→ PROVIDED PASSAGE
============================================================
All people want to know themselves, and all people want to know that they are not alone on an island. We did not get this far in evolution by being alone. It is our social brains(whether allistic or autistic, tourettic or epileptic) that carried us to the present day. Our large social brains allowed us to hunt more effectively, in trade for our relatively neotenous and skinny splinter-limbed bodies that could not survive the harsh palaeolithic world alone on an island. Neurodiverse people deserve access to society, and full, unadultered access to understanding our own brains and seeing ourselves in others. That kind of representation is priceless. And so, it is those little acts of outedness that bring us together, that give us peace in our hearts and minds, and provide us with the insight to know ourselves(theory of mind be damned).

It is a kindness to be unapologetically open and disclosed. When I got my Autism diagnosis, I made a rule to myself that I would always disclose. I was done with the isolation, the stares, the disgust at my presence. I had seven long years in the Neurodiversity movement since my second(and first official) diagnosis of Neurodivergence-my Dyscalculia diagnosis. To this day I still struggle with the fear of being alone. I don’t mean solitude either. I often prefer to do things by myself without the presence of other physical bodies near me. I mean loneliness. That feeling that you are on the periphery, an oddity or an embarrassment. The desire to see just one other person ticcing or stimming as you walk down the street. That is the reason I disclose.

I recall seeing a nonverbal Autistic man passing me on the street, loudly humming an atonal vocal stim as he skateboarded past me. He met up with friends on the other side and communicated with them without speaking a single word. That was a little act of outedness. The wiggle in my toes became a wiggle in my fingers, bare to the world and visible. I felt at peace.

The first time I read Aspergirls, I cried, hard. I cried so hard I had a headache and my face stayed swollen and red the whole next day. I was not crying in sorrow, but in happiness. That was a little act of outedness that allowed me to feel just a little less alone.

A man approaches me at the deli counter, his hands over his ears, face scrunched up. We make contact. A small notice of recognition. An act of outedness. The next time I was overwhelmed, I let my hands find my ears. The sense of barely suppressed rage that usually roils below the surface dissipates. I am free.
============================================================
→ DATA PROVIDED
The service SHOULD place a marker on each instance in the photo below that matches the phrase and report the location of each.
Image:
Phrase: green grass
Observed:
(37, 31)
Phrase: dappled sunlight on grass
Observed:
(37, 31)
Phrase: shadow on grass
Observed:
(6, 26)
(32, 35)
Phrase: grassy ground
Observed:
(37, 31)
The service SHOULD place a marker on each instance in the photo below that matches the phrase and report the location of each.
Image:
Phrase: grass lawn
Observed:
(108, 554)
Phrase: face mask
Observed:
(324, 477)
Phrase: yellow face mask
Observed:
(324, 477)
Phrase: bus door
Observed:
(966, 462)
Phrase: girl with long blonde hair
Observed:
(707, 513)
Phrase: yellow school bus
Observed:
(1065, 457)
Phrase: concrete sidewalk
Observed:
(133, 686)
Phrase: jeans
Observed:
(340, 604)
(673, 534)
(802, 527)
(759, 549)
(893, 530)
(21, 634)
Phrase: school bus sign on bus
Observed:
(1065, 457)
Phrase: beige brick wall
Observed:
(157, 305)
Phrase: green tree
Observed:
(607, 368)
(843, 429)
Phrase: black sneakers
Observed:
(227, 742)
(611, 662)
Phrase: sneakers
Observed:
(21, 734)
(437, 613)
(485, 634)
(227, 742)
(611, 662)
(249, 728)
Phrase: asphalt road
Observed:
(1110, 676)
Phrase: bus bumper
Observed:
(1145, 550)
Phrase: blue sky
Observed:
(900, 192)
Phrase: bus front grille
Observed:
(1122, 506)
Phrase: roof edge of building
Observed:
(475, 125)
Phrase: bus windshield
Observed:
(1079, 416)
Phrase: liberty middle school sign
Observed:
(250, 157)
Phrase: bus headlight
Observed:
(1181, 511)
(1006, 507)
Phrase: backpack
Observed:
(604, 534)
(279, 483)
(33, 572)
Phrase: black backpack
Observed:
============================================================
→ PROMPT
From the essay on little acts of outedness above, set down the passage exactly, starting at "The first time" and ending at "dissipates. I am free.".

→ ANSWER SECTION
The first time I read Aspergirls, I cried, hard. I cried so hard I had a headache and my face stayed swollen and red the whole next day. I was not crying in sorrow, but in happiness. That was a little act of outedness that allowed me to feel just a little less alone.

A man approaches me at the deli counter, his hands over his ears, face scrunched up. We make contact. A small notice of recognition. An act of outedness. The next time I was overwhelmed, I let my hands find my ears. The sense of barely suppressed rage that usually roils below the surface dissipates. I am free.